(Given text):
-*-

Reputation: 121
I am using whitehouse.gov to practice scraping web data. I have
for a_tag in soup.select('span a'):
categories.append(a_tag)
which gives me the a tags like below...
<a href="https://www.whitehouse.gov/briefing-room/./statements-releases/" rel="category tag">Statements and Releases</a>
Now I want to access just the "Statements and Releases" so I thought I would just do
for a_tag in soup.select('span a'):
categories.append(a_tag.attrs['rel')]
but this gives me ['category', 'tag'] as the output. I was playing around a little and figured out
for a_tag in soup.select('span a'):
for x in a_tag:
categories.append(x)
Gives me the output im looking for (Statements and Releases etc.), but im not sure why?
Upvotes: 0
Views: 44
Reputation: 3537
for getting text inside a href, you should use text variable:
for a_tag in soup.select('span a'):
categories.append(a_tag.text)
or
for a_tag in soup.select('span a'):
categories.append(a_tag.string)
Upvotes: 1
Reputation: 20052
I suspect that this is what you need:
for a_tag in soup.select('span a'):
categories.append(a.getText())
If you want Statements and Releases
.
Whereas, doing this:
for a_tag in soup.select('span a'):
categories.append(a_tag.attrs['rel'])
Produces the value of the rel
attribute which is category tag
Upvotes: 1

-*-

(Tasks to carry out):
**A.** Answer these from the thread on scraping link text:
(i) Which site is the asker using to practice scraping web data?
(ii) What output did the asker get from appending `a_tag.attrs['rel']`?
(iii) Which two attributes of `a_tag` does the answer with reputation 3537 offer for getting the text inside the link?
**B.** Return the part of the scraping thread from "Gives me the output" to "categories.append(a_tag.text)", copied word for word.

-*-

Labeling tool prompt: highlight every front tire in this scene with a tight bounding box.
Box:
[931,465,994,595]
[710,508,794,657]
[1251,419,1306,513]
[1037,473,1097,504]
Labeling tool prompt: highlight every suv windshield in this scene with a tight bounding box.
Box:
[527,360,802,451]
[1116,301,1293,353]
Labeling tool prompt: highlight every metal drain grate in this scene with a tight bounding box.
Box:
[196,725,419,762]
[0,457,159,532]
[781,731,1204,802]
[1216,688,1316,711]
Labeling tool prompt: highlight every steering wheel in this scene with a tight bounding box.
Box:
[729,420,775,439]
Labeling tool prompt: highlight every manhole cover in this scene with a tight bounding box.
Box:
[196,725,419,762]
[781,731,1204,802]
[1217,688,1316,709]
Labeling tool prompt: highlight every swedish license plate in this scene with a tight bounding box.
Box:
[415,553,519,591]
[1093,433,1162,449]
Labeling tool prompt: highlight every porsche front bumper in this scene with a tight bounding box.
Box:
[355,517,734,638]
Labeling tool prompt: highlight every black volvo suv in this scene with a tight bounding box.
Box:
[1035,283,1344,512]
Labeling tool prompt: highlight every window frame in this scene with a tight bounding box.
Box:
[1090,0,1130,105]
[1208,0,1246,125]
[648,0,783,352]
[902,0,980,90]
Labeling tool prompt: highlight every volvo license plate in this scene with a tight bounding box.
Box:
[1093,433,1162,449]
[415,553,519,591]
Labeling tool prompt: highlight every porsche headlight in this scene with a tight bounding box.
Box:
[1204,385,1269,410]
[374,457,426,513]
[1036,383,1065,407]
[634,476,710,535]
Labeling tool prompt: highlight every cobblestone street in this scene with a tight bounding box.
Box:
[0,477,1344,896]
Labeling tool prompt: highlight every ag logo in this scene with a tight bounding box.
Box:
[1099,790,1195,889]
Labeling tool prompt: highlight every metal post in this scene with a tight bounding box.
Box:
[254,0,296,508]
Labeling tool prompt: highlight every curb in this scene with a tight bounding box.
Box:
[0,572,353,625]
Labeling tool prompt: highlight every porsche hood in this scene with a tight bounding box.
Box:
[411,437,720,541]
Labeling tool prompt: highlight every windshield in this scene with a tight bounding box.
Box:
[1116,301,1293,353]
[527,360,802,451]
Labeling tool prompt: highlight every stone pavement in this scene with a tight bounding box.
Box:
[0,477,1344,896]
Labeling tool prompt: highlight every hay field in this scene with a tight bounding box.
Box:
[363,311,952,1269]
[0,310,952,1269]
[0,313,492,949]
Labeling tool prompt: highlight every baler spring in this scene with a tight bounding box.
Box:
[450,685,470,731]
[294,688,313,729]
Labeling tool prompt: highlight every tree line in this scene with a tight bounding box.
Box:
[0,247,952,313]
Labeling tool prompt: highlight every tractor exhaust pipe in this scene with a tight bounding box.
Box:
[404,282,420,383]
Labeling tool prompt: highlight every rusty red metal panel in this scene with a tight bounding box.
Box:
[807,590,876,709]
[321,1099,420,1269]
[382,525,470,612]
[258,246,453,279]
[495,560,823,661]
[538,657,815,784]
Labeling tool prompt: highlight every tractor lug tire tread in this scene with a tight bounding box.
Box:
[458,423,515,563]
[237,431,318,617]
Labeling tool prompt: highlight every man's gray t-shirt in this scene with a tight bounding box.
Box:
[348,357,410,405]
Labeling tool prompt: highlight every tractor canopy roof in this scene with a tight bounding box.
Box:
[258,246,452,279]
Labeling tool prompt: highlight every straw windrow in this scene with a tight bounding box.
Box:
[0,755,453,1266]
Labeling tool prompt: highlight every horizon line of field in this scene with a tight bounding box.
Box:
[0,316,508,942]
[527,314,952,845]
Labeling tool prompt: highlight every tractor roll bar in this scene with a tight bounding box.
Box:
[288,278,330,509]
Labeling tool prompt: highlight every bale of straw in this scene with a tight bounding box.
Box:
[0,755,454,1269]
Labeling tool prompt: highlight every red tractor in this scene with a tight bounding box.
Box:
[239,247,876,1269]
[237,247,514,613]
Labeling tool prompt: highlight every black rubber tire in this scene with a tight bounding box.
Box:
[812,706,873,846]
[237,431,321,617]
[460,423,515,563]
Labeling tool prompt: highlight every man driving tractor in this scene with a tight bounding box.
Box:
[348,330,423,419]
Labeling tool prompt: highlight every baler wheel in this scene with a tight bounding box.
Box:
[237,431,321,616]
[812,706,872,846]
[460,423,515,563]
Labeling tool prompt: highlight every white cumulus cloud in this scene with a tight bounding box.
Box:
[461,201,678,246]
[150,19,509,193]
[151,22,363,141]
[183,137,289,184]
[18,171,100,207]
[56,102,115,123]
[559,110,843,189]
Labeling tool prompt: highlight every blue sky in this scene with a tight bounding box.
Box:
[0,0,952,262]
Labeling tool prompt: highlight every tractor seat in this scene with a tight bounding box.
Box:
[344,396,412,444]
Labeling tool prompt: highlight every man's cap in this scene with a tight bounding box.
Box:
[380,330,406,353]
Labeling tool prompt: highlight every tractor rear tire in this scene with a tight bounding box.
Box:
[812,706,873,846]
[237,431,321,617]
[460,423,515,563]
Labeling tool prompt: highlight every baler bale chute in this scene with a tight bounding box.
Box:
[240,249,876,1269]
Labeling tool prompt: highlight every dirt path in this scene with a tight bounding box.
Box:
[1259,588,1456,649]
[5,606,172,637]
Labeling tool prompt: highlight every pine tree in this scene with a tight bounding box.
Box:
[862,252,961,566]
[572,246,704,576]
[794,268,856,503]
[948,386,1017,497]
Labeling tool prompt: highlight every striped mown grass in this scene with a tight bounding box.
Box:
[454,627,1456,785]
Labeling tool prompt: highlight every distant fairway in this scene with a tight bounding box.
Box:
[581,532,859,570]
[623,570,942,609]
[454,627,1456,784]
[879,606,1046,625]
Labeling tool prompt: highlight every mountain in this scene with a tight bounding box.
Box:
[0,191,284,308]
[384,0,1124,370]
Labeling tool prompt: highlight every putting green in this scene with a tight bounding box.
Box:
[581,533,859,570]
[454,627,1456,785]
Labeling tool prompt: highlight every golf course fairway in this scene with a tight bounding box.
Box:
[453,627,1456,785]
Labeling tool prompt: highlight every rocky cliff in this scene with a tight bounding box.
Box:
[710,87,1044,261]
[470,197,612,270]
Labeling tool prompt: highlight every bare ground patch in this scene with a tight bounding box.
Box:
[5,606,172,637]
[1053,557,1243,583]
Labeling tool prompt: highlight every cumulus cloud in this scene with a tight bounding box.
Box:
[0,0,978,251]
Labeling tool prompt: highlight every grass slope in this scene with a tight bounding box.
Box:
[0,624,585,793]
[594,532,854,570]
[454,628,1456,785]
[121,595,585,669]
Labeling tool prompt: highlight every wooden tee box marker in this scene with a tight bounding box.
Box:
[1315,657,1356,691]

-*-

(In response):
**A.**
(i) whitehouse.gov
(ii) ['category', 'tag']
(iii) `a_tag.text` and `a_tag.string`

**B.**
Gives me the output im looking for (Statements and Releases etc.), but im not sure why?
Upvotes: 0
Views: 44
Reputation: 3537
for getting text inside a href, you should use text variable:
for a_tag in soup.select('span a'):
categories.append(a_tag.text)